**Consigne**
Filtrez la liste ci-dessous pour n'en garder que les lignes qui contiennent la chaîne « butterfly ». Respectez la casse.

**Extrait d'un jeu de données**

- - -

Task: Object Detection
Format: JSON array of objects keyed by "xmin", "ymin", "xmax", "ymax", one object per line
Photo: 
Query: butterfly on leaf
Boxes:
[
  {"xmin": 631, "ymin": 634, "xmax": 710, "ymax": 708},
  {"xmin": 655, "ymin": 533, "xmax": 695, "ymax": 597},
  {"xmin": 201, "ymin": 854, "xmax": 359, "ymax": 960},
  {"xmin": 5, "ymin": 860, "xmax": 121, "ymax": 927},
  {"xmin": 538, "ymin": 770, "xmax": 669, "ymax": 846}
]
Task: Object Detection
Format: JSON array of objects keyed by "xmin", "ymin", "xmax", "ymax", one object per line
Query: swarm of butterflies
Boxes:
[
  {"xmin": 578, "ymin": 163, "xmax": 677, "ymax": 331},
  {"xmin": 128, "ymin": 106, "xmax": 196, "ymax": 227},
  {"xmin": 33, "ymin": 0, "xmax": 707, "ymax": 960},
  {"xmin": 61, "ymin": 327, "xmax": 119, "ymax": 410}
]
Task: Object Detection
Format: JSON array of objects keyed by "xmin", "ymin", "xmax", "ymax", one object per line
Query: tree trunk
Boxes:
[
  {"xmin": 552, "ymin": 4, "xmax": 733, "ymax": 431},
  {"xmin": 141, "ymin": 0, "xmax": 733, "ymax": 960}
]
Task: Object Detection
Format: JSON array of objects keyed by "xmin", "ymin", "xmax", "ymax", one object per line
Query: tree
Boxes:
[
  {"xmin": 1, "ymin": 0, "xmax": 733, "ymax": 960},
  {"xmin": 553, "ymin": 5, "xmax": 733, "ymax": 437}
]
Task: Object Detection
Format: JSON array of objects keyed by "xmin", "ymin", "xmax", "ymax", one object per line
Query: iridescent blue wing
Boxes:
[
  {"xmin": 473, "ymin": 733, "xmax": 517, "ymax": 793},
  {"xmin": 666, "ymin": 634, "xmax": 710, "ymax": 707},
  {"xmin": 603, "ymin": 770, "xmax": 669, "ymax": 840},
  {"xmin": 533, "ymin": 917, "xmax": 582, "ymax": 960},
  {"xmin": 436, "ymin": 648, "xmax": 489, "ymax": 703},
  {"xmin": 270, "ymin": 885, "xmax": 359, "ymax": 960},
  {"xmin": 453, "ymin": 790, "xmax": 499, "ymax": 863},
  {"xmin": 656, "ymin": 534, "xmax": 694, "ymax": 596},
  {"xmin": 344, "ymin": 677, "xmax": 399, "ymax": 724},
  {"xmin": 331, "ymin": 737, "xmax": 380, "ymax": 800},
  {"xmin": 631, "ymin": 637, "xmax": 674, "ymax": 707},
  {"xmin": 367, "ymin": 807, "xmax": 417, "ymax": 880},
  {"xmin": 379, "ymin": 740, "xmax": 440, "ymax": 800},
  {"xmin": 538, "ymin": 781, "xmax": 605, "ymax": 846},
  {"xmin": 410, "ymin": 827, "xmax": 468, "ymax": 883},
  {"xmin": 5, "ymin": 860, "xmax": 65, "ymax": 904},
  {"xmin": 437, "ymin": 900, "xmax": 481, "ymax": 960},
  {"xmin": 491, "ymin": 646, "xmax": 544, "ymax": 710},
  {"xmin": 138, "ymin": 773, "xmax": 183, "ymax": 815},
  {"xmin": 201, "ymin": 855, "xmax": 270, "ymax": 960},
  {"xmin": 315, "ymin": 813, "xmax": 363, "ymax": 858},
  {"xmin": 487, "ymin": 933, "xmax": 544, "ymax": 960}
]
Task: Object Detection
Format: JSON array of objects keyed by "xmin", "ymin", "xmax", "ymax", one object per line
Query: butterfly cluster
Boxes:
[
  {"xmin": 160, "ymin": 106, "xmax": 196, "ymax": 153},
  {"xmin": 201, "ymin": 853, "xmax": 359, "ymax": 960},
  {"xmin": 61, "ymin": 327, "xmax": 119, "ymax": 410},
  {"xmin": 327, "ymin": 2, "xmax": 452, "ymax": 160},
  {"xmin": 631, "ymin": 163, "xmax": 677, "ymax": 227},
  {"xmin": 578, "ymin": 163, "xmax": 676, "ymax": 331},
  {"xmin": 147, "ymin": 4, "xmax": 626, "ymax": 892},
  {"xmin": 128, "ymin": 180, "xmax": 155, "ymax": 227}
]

- - -

**Corrigé**
Query: butterfly on leaf
Query: butterfly cluster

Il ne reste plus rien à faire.